Work to be completed: Transcribe all the records with complete accuracy.

Given entries:
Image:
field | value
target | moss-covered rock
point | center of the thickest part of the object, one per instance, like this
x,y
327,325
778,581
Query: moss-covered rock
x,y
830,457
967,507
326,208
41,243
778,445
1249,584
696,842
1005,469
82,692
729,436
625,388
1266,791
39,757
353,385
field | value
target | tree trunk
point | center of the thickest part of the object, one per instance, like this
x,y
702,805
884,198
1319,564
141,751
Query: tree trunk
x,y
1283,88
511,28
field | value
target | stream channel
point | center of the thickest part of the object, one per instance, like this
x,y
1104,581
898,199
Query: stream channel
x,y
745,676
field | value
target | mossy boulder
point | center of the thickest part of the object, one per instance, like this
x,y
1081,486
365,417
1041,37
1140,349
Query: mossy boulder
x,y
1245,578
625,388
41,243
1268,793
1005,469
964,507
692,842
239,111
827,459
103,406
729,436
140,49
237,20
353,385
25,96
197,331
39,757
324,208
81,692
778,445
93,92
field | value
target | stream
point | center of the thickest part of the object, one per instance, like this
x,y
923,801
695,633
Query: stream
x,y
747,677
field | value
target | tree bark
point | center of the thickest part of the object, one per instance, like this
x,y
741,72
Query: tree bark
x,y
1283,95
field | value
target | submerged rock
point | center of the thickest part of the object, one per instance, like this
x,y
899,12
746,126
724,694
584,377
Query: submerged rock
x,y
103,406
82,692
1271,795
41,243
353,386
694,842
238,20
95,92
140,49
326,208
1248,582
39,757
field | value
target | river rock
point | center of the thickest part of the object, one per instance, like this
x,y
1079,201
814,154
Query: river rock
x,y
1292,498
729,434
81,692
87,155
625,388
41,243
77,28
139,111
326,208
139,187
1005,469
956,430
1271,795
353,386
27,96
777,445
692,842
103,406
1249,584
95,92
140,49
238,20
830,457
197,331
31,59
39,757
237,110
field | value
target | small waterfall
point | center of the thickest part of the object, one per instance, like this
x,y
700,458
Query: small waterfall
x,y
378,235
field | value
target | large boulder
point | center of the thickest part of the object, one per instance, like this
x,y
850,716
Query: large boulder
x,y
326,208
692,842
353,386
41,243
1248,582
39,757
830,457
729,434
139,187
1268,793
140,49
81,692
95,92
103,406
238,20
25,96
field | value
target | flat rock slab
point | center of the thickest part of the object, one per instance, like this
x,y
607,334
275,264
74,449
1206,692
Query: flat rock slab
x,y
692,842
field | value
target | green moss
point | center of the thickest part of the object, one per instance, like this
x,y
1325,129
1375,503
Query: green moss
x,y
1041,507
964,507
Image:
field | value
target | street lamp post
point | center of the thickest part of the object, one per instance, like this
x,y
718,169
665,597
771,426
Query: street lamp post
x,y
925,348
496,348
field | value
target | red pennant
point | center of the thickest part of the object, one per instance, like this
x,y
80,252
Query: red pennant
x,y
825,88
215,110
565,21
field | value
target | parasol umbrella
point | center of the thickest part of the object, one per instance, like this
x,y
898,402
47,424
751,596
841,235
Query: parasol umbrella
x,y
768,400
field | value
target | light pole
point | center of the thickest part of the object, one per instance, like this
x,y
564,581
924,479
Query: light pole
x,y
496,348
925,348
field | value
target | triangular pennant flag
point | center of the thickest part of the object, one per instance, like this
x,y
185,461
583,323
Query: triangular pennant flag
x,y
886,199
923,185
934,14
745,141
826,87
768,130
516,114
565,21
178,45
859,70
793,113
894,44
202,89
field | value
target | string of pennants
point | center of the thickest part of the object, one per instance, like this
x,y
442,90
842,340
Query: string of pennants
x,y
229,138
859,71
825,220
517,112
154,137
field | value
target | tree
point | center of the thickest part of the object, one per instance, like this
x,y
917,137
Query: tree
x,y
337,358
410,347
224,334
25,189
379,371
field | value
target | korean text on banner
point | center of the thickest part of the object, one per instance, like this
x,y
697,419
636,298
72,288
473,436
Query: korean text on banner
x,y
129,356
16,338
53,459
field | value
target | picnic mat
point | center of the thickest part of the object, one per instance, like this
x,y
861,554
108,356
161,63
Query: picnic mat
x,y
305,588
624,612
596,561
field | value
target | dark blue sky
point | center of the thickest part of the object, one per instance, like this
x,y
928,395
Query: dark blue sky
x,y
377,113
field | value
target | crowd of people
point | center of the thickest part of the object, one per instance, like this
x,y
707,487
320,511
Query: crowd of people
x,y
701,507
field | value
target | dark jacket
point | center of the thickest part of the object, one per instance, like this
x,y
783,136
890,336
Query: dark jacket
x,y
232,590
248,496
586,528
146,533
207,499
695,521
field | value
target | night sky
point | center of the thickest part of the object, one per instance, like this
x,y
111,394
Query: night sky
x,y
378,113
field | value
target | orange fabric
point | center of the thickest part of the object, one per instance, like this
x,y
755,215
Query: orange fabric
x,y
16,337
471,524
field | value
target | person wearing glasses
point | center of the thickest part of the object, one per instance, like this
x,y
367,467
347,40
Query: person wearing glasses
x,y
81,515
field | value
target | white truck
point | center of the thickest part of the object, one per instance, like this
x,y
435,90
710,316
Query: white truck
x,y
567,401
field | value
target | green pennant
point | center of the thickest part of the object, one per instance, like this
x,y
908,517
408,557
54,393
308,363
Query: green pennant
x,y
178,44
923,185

Full response:
Image:
field | value
target | moss-covered rock
point | center of the thickest part of the object, one per instance, like this
x,y
327,325
778,581
Query: moss-covered rock
x,y
830,457
967,507
326,208
41,243
778,445
1249,584
696,842
1005,469
82,692
729,436
625,388
1266,791
39,757
353,385
field | value
target | tree trunk
point | center of the thickest part of the object, one per instance, like this
x,y
702,805
884,198
1319,564
141,751
Query: tree trunk
x,y
1283,88
511,28
field | value
target | stream channel
point | center of the thickest part of the object, one per instance, like this
x,y
1104,581
898,199
Query: stream channel
x,y
745,676
field | value
target | mossy boulder
point | center of the thickest part of the object, one per instance, like this
x,y
1081,486
365,417
1041,37
1140,349
Query: mossy boulder
x,y
1245,578
625,388
41,243
1268,793
1005,469
964,507
692,842
239,111
827,459
103,406
729,436
140,49
237,20
353,385
25,96
197,331
39,757
324,208
81,692
778,445
93,92
field | value
target | stream
point | center of the thickest part of the object, one per instance, like this
x,y
923,801
695,633
Query: stream
x,y
747,677
field | value
target | tree bark
point | center of the thickest part of the object, one per instance, like this
x,y
741,72
Query: tree bark
x,y
1283,95
field | value
target | submerged rock
point | center of the thickest part of the object, one per instance, like this
x,y
899,12
746,126
724,694
584,377
Query: submerged rock
x,y
103,406
82,692
1271,795
41,243
353,386
694,842
238,20
95,92
140,49
326,208
1248,582
39,757
field | value
target | river rock
point | center of the thickest part of the object, one per instance, like this
x,y
1079,201
814,154
Query: river rock
x,y
1292,498
729,434
81,692
87,155
625,388
41,243
77,28
139,111
326,208
139,187
1005,469
956,430
1271,795
353,386
27,96
777,445
692,842
103,406
1249,584
95,92
140,49
238,20
830,457
197,331
31,59
39,757
237,110
field | value
target | small waterfall
point | center of the thickest part of the object, one per instance, like this
x,y
700,458
Query: small waterfall
x,y
378,235
field | value
target | large boulder
point | center of the thickest part of the object, one per instance, like this
x,y
850,716
Query: large boulder
x,y
326,208
692,842
353,386
41,243
1248,582
39,757
830,457
729,434
139,187
1268,793
140,49
81,692
95,92
103,406
238,20
25,96
field | value
target | flat rock slab
point | center of the thickest part of the object, one per instance, like this
x,y
607,334
275,264
74,449
1206,692
Query: flat rock slab
x,y
692,842
field | value
target | green moss
point | center of the thickest part of the object, one per instance, like this
x,y
1325,129
1375,503
Query: green moss
x,y
1041,507
964,507
Image:
field | value
target | street lamp post
point | center of the thickest part of the object, one per instance, like this
x,y
718,169
665,597
771,426
Query: street lamp post
x,y
925,348
496,348
field | value
target | red pennant
point | center of the thickest part of the object, one per instance, like this
x,y
80,252
Query: red pennant
x,y
825,88
215,110
565,21
field | value
target | parasol umbrella
point | center of the thickest part of the object, one per instance, like this
x,y
898,402
47,424
751,596
841,235
Query: parasol umbrella
x,y
768,400
field | value
target | light pole
point | center of the thickest part of the object, one per instance, like this
x,y
564,581
924,479
Query: light pole
x,y
496,348
925,348
field | value
target | triangular pennant flag
point | center of the thickest part of the object, one per instance, like this
x,y
185,461
583,323
Query: triangular pennant flag
x,y
886,199
923,185
934,14
745,141
826,87
768,130
516,114
565,21
178,45
859,70
793,113
894,44
202,89
field | value
target | string of pennants
point | center of the thickest part of the object, one per instance, like this
x,y
442,90
842,340
Query: string of pennants
x,y
229,138
859,71
825,220
517,112
154,137
field | value
target | tree
point | center of the thickest part of the object, one per instance, like this
x,y
917,137
Query: tree
x,y
337,358
410,347
224,334
25,189
379,371
field | value
target | korean text on banner
point | center of the thickest part of the object, one per instance, like this
x,y
697,419
636,298
72,288
473,436
Query: korean text on banner
x,y
129,356
16,338
53,459
field | value
target | picnic mat
point | center of the thickest part of the object, one per instance, like this
x,y
861,554
108,356
161,63
Query: picnic mat
x,y
305,588
624,612
596,561
field | value
target | dark blue sky
point | center of the thickest part of the object, one per instance, like this
x,y
928,395
Query: dark blue sky
x,y
377,113
field | value
target | crowd of people
point | center of the thickest part of the object, one per instance, like this
x,y
707,487
320,511
Query: crowd of people
x,y
701,507
field | value
target | dark jacket
point | center of the thickest part of the object, one per instance, like this
x,y
783,136
890,336
Query: dark jacket
x,y
232,590
248,496
586,528
146,533
207,499
695,521
field | value
target | night sky
point | center of the thickest part of the object, one per instance, like this
x,y
111,394
Query: night sky
x,y
378,113
field | value
target | orange fabric
point | center of the thickest part of the object, one per instance, like this
x,y
755,215
Query: orange fabric
x,y
16,337
471,524
field | value
target | person wearing glasses
point | center of the thickest part of the object, one per instance, like this
x,y
367,467
347,40
Query: person wearing glasses
x,y
81,515
field | value
target | white truck
point | center of the thickest part of the object, one per instance, like this
x,y
435,90
710,316
Query: white truck
x,y
567,401
field | value
target | green pennant
point | center of the thickest part of the object, one per instance, like this
x,y
908,517
408,557
54,393
308,363
Query: green pennant
x,y
178,44
923,185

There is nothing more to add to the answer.